====== The data ======

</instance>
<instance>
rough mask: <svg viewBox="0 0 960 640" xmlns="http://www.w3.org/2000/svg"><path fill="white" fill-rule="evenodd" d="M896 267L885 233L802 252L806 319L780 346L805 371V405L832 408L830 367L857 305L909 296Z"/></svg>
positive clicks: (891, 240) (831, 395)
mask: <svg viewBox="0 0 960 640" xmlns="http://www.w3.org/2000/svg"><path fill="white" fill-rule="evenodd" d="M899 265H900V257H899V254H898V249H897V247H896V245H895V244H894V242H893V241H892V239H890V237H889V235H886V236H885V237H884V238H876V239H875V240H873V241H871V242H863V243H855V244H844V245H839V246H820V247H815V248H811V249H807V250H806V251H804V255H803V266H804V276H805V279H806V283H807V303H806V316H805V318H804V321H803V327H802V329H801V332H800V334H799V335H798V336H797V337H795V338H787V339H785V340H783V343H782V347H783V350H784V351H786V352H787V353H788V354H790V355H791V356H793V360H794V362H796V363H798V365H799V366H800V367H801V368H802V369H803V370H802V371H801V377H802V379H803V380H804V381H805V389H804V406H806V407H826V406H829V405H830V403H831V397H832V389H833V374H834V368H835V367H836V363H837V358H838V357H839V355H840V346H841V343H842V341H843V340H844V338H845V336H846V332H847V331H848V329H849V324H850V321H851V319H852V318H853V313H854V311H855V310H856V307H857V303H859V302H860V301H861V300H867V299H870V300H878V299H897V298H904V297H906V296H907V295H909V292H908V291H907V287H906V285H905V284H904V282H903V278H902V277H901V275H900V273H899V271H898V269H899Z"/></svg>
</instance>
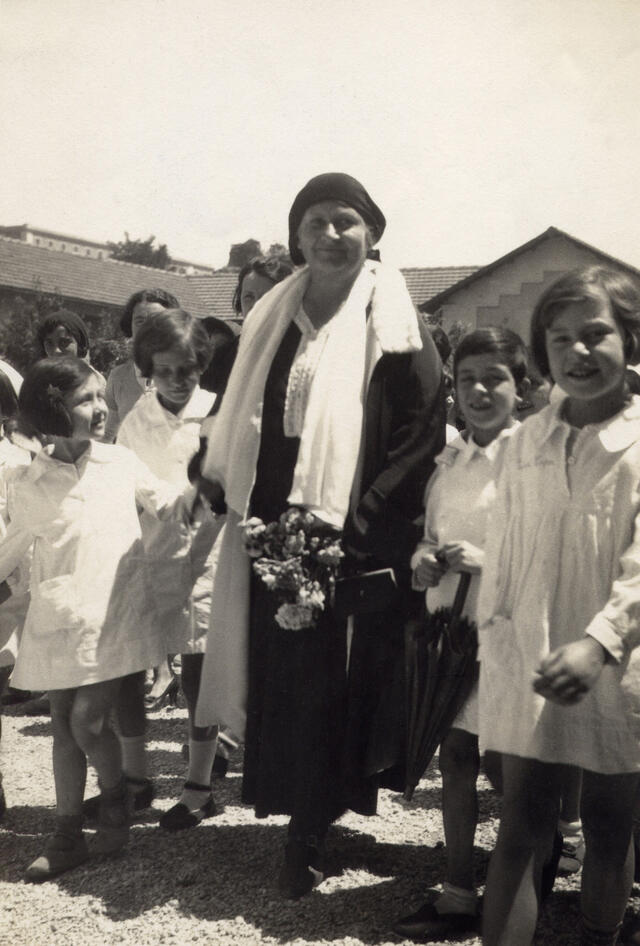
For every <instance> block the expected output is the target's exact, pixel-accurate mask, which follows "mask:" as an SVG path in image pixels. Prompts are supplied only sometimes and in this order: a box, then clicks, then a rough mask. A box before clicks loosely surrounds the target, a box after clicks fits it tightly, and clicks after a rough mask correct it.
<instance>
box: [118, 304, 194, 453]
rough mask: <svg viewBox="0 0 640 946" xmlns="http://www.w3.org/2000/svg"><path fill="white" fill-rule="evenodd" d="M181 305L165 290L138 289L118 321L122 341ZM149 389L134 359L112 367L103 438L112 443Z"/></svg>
mask: <svg viewBox="0 0 640 946" xmlns="http://www.w3.org/2000/svg"><path fill="white" fill-rule="evenodd" d="M179 307H180V303H179V302H178V300H177V299H176V297H175V296H173V295H171V293H170V292H167V291H166V290H164V289H141V290H140V291H139V292H134V294H133V295H132V296H131V297H130V298H129V299H128V301H127V304H126V305H125V307H124V310H123V312H122V316H121V318H120V328H121V329H122V334H123V335H124V336H125V338H133V339H135V336H136V332H137V331H138V329H139V328H140V326H141V325H143V324H144V322H145V320H146V319H148V318H149V316H151V315H154V314H155V313H156V312H162V310H163V309H178V308H179ZM148 387H149V382H148V380H147V379H145V378H144V377H143V376H142V375H141V374H140V371H139V370H138V369H136V365H135V362H134V360H133V358H128V359H127V360H126V361H124V362H123V363H122V364H120V365H116V366H115V368H112V370H111V372H110V374H109V377H108V378H107V389H106V391H105V398H106V401H107V407H108V408H109V417H108V420H107V433H106V437H105V439H106V440H107V441H109V442H110V441H112V440H114V439H115V437H116V434H117V433H118V427H119V426H120V424H121V423H122V421H123V420H124V418H125V417H126V416H127V414H128V413H129V411H130V410H131V408H132V407H133V405H134V404H135V403H136V401H137V400H138V398H139V397H140V395H141V394H143V393H144V392H145V391H146V390H147V388H148Z"/></svg>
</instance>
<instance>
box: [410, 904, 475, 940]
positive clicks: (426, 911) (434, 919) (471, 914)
mask: <svg viewBox="0 0 640 946" xmlns="http://www.w3.org/2000/svg"><path fill="white" fill-rule="evenodd" d="M479 925H480V917H479V915H478V914H477V913H474V914H471V913H438V911H437V910H436V908H435V904H434V903H433V902H427V903H423V904H422V906H421V907H419V908H418V909H417V910H416V911H415V913H410V914H409V915H408V916H403V917H402V919H400V920H398V922H397V923H396V924H395V925H394V927H393V932H394V933H396V935H397V936H402V937H403V938H404V939H413V940H416V942H419V943H430V942H434V943H437V942H446V941H447V940H448V939H450V938H451V937H452V936H454V937H455V936H461V935H462V934H464V933H473V932H476V931H477V930H478V929H479Z"/></svg>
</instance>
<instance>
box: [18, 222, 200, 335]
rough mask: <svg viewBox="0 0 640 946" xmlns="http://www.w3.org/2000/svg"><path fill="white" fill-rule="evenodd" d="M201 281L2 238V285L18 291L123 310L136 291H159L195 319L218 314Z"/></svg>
mask: <svg viewBox="0 0 640 946" xmlns="http://www.w3.org/2000/svg"><path fill="white" fill-rule="evenodd" d="M195 278H196V277H189V276H181V275H180V274H178V273H170V272H167V271H166V270H163V269H151V268H150V267H148V266H136V265H135V264H133V263H120V262H117V261H116V260H111V259H106V260H97V259H90V258H87V257H82V256H73V255H72V254H70V253H60V252H58V251H56V250H48V249H45V248H44V247H39V246H31V245H29V244H28V243H23V242H22V241H21V240H12V239H9V238H8V237H0V286H8V287H11V288H13V289H27V290H32V291H33V290H39V291H40V292H51V293H57V294H59V295H61V296H65V297H66V298H68V299H81V300H84V301H86V302H95V303H98V304H103V305H108V306H123V305H124V304H125V303H126V301H127V299H128V298H129V296H131V295H132V294H133V293H134V292H138V291H139V290H140V289H152V288H159V289H165V290H167V291H168V292H171V293H173V295H174V296H175V297H176V298H177V299H178V301H179V302H180V305H181V306H183V308H185V309H187V310H188V311H189V312H191V313H192V315H195V316H198V317H203V316H205V315H217V313H216V312H212V311H211V309H209V308H207V306H206V305H205V304H204V303H203V302H202V300H201V298H200V295H199V294H198V293H197V291H196V289H195V286H194V285H193V284H192V279H195ZM201 278H202V277H201ZM205 278H206V277H205Z"/></svg>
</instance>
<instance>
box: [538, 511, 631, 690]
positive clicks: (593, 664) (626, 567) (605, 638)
mask: <svg viewBox="0 0 640 946" xmlns="http://www.w3.org/2000/svg"><path fill="white" fill-rule="evenodd" d="M620 565H621V573H620V577H619V578H617V579H616V580H615V581H614V582H613V585H612V586H611V596H610V598H609V600H608V601H607V603H606V605H605V606H604V608H603V609H602V611H600V612H598V614H596V615H595V617H594V618H593V619H592V621H591V622H590V624H589V626H588V627H587V628H586V630H585V636H584V637H583V638H582V640H579V641H574V642H573V643H571V644H565V645H564V646H563V647H559V648H557V649H556V650H554V651H553V652H552V653H551V654H549V656H548V657H547V658H546V659H545V660H543V661H542V663H541V664H540V667H539V668H538V674H539V676H538V677H537V678H536V680H535V681H534V689H535V690H536V691H537V692H538V693H541V694H542V696H545V697H546V698H547V699H549V700H553V701H554V702H556V703H561V704H565V705H569V704H571V703H577V702H579V701H580V700H581V699H582V698H583V696H584V695H585V694H586V693H588V692H589V690H590V689H591V688H592V687H593V686H594V685H595V683H596V681H597V679H598V677H599V676H600V672H601V670H602V668H603V666H604V665H605V663H607V661H613V662H615V663H620V662H621V661H622V660H623V659H624V657H626V656H627V654H628V653H629V652H630V651H631V650H633V649H634V648H635V647H637V646H638V644H640V515H638V516H637V517H636V520H635V529H634V538H633V542H632V543H631V545H630V546H629V548H628V549H627V550H626V551H625V552H624V554H623V555H622V558H621V559H620Z"/></svg>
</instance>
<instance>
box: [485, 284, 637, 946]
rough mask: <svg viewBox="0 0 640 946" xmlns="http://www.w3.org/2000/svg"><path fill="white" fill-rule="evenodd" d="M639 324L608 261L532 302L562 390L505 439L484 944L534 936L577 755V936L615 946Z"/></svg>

======

The task:
Convert the material into a numbered list, starting at its first line and stopping after the line that contains "267L885 233L802 252L806". Leave out any blank lines.

Reply to the exercise:
1. </instance>
2. <instance>
3. rough mask: <svg viewBox="0 0 960 640" xmlns="http://www.w3.org/2000/svg"><path fill="white" fill-rule="evenodd" d="M896 267L885 233L802 252L806 319L780 346L805 371V405L832 408L830 367L857 305L909 296Z"/></svg>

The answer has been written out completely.